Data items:
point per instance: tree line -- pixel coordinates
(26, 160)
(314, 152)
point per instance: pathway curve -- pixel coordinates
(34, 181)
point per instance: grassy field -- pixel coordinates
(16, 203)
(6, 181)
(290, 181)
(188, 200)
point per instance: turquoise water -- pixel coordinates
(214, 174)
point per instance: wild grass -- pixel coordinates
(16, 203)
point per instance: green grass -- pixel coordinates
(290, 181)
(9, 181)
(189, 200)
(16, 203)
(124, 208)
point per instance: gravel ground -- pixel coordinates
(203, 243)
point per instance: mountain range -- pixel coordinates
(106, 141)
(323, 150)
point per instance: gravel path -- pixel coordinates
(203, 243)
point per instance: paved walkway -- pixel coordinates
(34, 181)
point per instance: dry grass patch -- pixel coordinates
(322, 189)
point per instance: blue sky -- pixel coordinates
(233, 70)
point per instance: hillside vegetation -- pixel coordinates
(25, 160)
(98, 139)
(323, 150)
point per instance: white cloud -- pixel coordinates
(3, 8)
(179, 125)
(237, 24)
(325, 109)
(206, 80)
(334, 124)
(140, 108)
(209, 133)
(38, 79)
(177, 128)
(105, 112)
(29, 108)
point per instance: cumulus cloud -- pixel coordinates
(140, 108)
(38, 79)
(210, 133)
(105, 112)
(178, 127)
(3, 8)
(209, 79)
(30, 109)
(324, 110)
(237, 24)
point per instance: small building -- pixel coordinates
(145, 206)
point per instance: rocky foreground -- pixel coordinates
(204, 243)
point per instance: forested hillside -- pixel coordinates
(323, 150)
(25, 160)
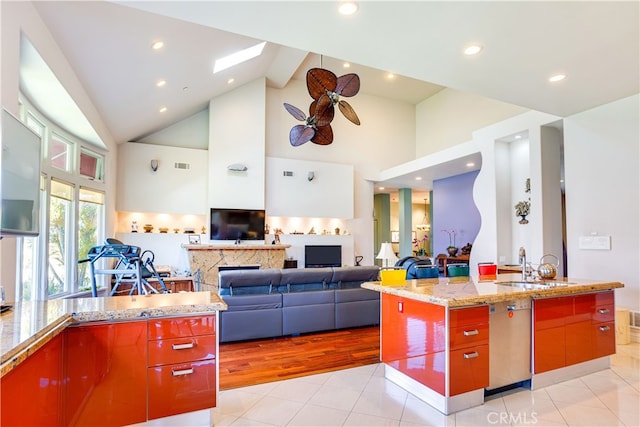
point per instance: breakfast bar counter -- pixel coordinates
(121, 360)
(451, 340)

> What the exercise asks
Rewrite every line of the records above with "pixel coordinates" replaced by "image coordinates" and everything else unchanged, leaving the pictures out of your answer.

> In response
point per instance: tree line -- image coordinates
(26, 160)
(314, 152)
point per instance: pathway curve -- image coordinates
(34, 181)
point per instance: grassy field -- image coordinates
(16, 203)
(6, 181)
(290, 181)
(188, 200)
point per instance: turquoise water -- image coordinates
(214, 174)
point per instance: wild grass -- image coordinates
(16, 203)
point per instance: green grass -- image coordinates
(290, 181)
(9, 181)
(189, 200)
(16, 203)
(124, 208)
point per instance: gravel ground -- image coordinates
(203, 243)
point per instance: mountain range -- image coordinates
(106, 141)
(323, 150)
point per instance: gravel path -- image coordinates
(203, 243)
point per instance: paved walkway -- image coordinates
(34, 181)
point per instance: dry grass patch -- image coordinates
(322, 189)
point per instance: blue sky -- image coordinates
(233, 70)
point per instance: hillside vegetation -- image coordinates
(25, 160)
(98, 139)
(323, 150)
point per instance: white cloud -- image coordinates
(3, 8)
(179, 125)
(237, 24)
(325, 109)
(206, 80)
(334, 124)
(140, 108)
(209, 133)
(38, 79)
(177, 128)
(105, 112)
(29, 108)
point per instance: cumulus cloud -- image coordinates
(140, 108)
(38, 79)
(210, 133)
(105, 112)
(178, 127)
(3, 8)
(209, 79)
(30, 109)
(324, 110)
(237, 24)
point per instance: small building -- image coordinates
(145, 206)
point per instance: rocky foreground -- image coordinates
(204, 243)
point per instance: forested hillside -- image coordinates
(323, 150)
(25, 160)
point per instance: breakfast bar counter -- image coordinates
(121, 360)
(451, 340)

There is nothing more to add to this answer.